● What needs to be done: Could you reproduce, from the records below, everything from the line with "You are given a photograph. For the steamed" down to the line with "You are given a photograph. For the oval", keeping both of those lines and changing nothing?

● Available data:
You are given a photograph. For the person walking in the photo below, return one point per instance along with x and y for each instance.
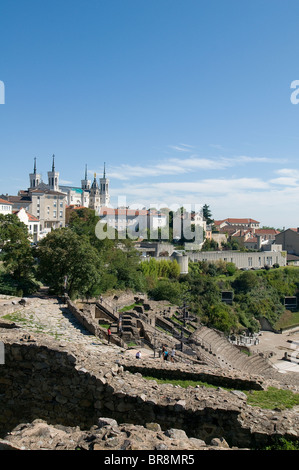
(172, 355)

...

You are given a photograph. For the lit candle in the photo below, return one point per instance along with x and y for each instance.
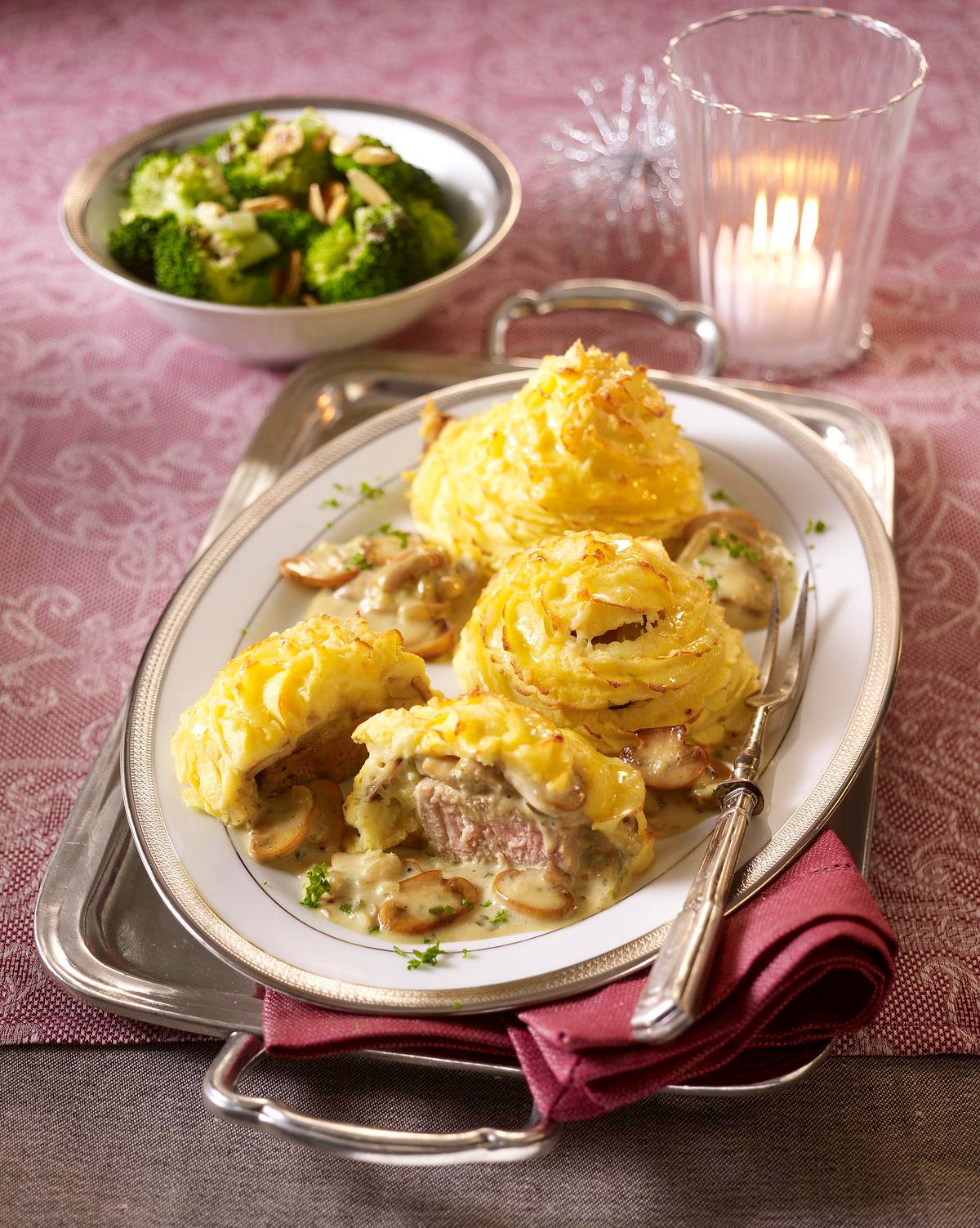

---

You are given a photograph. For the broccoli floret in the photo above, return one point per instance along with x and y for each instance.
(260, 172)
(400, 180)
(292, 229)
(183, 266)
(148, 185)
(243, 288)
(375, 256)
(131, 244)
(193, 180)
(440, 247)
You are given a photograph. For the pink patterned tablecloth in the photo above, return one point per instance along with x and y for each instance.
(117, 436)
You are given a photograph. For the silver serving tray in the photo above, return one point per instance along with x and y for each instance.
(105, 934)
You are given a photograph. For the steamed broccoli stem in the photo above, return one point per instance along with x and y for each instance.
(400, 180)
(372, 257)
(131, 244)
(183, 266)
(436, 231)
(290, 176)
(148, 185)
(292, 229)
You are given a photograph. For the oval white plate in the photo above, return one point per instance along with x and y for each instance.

● Result for this task:
You are given a photograph. For the steamed broccoli stem in the photo above, return one point per instance along with x and y for each instance.
(400, 180)
(372, 257)
(131, 244)
(183, 266)
(436, 231)
(290, 176)
(148, 185)
(292, 229)
You are given a photograph. For the oval white plate in the photo above, return one point per instance along with x and y for each instance.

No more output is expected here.